» REQUIRED TASK
Return every entry exactly.

» DATASET
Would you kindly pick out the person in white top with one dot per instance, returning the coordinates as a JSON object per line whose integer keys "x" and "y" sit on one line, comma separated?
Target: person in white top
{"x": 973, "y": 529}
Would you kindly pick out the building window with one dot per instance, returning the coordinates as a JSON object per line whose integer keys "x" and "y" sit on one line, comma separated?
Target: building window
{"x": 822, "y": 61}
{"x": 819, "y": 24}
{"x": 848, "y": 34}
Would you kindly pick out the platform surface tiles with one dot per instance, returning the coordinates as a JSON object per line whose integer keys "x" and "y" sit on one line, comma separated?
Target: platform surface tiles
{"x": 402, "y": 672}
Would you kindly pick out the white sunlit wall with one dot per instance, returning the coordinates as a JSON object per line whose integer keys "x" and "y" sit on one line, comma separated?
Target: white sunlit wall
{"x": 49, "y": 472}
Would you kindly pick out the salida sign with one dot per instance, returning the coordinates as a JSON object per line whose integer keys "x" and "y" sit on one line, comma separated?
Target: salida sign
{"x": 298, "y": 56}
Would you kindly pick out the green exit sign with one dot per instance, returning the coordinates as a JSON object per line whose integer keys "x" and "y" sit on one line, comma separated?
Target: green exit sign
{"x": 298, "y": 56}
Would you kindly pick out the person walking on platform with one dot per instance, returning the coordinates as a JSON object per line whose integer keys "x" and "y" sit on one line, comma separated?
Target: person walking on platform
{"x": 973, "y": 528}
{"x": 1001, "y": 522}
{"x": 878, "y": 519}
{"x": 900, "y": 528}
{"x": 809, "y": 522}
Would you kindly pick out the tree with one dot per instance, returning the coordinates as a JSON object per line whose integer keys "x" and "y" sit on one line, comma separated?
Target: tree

» RESULT OF THE EXERCISE
Would you kindly pick out the person in white top with one dot per instance, returning the coordinates as a JSON object per line whose integer keys "x" and "y" sit on one line, comma separated?
Target: person in white top
{"x": 973, "y": 529}
Would you kindly pick out the building window with one dot per instance, returning the coordinates as a JSON object per line whose integer keys "x" and "y" sit on one line, comma separated?
Target: building window
{"x": 822, "y": 61}
{"x": 819, "y": 24}
{"x": 848, "y": 34}
Would you kindly pick out the platform surface tiles with one dot per instance, returning the coordinates as a JSON object per line whose integer keys "x" and "y" sit on one line, comma separated?
Target: platform surface tiles
{"x": 402, "y": 672}
Would you kindly pick out the white sunlit wall with one dot per instance, returning the coordinates as a JSON object per line whose integer keys "x" and "y" sit on one line, comma separated?
Target: white sunlit wall
{"x": 49, "y": 472}
Would you kindly pick out the salida sign with one dot per instance, returning the coordinates as a JSON object per line whose integer keys "x" and "y" sit on one line, comma separated?
Target: salida sign
{"x": 298, "y": 56}
Would you kindly pick out the green exit sign with one dot per instance, returning the coordinates as a JSON object per line whose integer keys "x" and "y" sit on one line, comma separated?
Target: green exit sign
{"x": 298, "y": 56}
Would you kindly pick out the person walking on platform with one dot per instance, returning the coordinates as a JSON object per line whose integer keys "x" and "y" sit on one line, comma separated?
Target: person walking on platform
{"x": 973, "y": 528}
{"x": 1001, "y": 522}
{"x": 878, "y": 519}
{"x": 900, "y": 528}
{"x": 809, "y": 522}
Would you kindly pick out the tree with one dot per instance, returning the coordinates as a JSON object per line whose integer keys "x" and "y" sit on one line, comma separated?
Target: tree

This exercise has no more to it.